# Evaluating model ensembles
Let's say we have a family of predictive distributions $p(y\vert x; \theta)$ and we calculated a *posterior* over parameters $\rho(\theta)$. Now we have a test dataset $(x_n, y_n), n\leq N$ and we'd like to evaluate how good our posterior $\rho$ is.
There are three ways to do this:
### Extremely frequentist evaluation
This is the crudest possible way perhaps to evaluate our model distribution $\rho$. We calculate the average (frequentist) risk of a single $\theta$ sampled from $\rho$:
\begin{align}
\mathbb{E}_{\theta\sim\rho} \mathbb{E}_{(x, y)\sim \nu} \log p(y\vert x, \theta)
&\approx \mathbb{E}_{\theta\sim\rho} \frac{1}{N}\sum_{n=1}^N \log p(y_n \vert x_n, \theta)\\
&= \mathbb{E}_{\theta\sim\rho} \frac{1}{N} \log \prod_{n=1}^N p(y_n \vert x_n, \theta)
\end{align}
### Frequentist ensemble evaluation
A more reasonable way to evaluate $\rho$ is to calculate the average predictions for multiple models under $\rho$ and then calculate the risk of that average prediction.
\begin{align}
\mathbb{E}_{(x, y)\sim \nu} \log \mathbb{E}_{\theta\sim\rho} p(y\vert x, \theta)
&\approx \frac{1}{N}\sum_{n=1}^N \log \mathbb{E}_{\theta\sim\rho} p(y_n \vert x_n, \theta)\\
&= \frac{1}{N} \log \prod_{n=1}^N \mathbb{E}_{\theta\sim\rho} p(y_n \vert x_n, \theta)
\end{align}
The main difference of course is that now the averaging happens before the log loss is evaluated. The difference between the Masegosa posterior and the traditional variational posterior is that it optimises a bound on this, more meaningful, notion of risk. It's when applying the sharper Jensen bound to the difference between this and the previous notion of risk that the diversity term comes into the picture
### Discriminative Bayesian evaluation
If we are fully Bayesian about evbaluating $\rho$ we consider the likelihood of all the test labels simultaneously (conditioned on the test inputs locations).
$$
\log \mathbb{E}_{\theta\sim\rho} p(y_1, \ldots y_N \vert x_1, \ldots, x_N, \theta)
$$
Note that the frequentist notions of risk stat from an expectation under the true data distribution $\nu$ and then approximate it with a Monte Carlo average which is how the test dataset comes into play. In the Bayesian evaluation there is one training dataset, and we evaluate the pobability - under the average model - of this specific labels on the specific input locations.
If the model is such that the predictions are conditionally independent given $\rho$ we have that:
$$
\log \mathbb{E}_{\theta\sim\rho} p(y_1, \ldots y_N \vert x_1, \ldots, x_N, \theta) = \log \mathbb{E}_{\theta\sim\rho} \prod_{n=1}^N p(y_n \vert x_n, \theta)
$$
The reason why I called this discriminative Bayesian is that we're still evaluating the likelihood of labels $y$ conditioned on inputs $x$, and not the joint likelihood of $x$ and $y$ which could be called generative Bayesian evaluation.

============

(WORK REQUIRED)
According to the text on evaluating model ensembles, what is the main difference in frequentist ensemble evaluation?

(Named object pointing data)

============

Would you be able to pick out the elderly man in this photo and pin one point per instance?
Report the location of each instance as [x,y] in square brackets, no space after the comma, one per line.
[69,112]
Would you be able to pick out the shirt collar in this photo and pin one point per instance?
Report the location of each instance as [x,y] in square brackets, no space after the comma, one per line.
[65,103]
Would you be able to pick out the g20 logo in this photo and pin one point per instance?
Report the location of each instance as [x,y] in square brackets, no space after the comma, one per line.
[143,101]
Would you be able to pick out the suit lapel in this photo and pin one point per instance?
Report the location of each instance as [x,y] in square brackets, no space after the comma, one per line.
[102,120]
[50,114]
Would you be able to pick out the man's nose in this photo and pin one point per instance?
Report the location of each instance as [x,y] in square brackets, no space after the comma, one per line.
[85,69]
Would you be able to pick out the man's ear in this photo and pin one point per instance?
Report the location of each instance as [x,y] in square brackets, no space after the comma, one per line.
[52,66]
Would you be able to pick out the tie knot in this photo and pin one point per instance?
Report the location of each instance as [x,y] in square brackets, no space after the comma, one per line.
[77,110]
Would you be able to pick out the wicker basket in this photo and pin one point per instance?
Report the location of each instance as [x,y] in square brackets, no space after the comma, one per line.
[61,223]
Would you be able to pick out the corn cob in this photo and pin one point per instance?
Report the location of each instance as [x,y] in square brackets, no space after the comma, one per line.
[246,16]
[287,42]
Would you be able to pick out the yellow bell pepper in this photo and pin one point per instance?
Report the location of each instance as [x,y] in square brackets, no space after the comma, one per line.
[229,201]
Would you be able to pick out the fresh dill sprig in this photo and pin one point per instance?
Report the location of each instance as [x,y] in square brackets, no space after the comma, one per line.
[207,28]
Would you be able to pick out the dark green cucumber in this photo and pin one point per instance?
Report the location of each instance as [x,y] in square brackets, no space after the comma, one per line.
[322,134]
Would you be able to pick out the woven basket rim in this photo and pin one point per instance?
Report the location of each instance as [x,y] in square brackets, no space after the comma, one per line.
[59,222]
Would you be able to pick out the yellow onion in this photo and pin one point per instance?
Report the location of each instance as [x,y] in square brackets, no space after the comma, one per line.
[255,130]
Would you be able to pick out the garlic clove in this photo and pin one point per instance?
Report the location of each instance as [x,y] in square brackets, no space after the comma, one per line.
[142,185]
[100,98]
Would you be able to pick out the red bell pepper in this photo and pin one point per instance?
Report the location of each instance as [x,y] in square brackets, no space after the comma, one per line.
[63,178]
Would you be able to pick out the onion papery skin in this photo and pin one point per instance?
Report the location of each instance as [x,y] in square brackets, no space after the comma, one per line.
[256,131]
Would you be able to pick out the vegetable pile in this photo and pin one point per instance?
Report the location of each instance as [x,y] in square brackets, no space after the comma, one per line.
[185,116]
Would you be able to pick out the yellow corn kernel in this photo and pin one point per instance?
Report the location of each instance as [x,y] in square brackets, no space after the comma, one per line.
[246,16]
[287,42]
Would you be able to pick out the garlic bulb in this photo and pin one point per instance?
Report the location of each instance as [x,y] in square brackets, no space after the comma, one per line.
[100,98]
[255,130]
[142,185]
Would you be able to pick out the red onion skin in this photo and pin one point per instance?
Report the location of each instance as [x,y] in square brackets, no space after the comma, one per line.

============

(RESULT BELOW)
The averaging happens before the log loss is evaluated.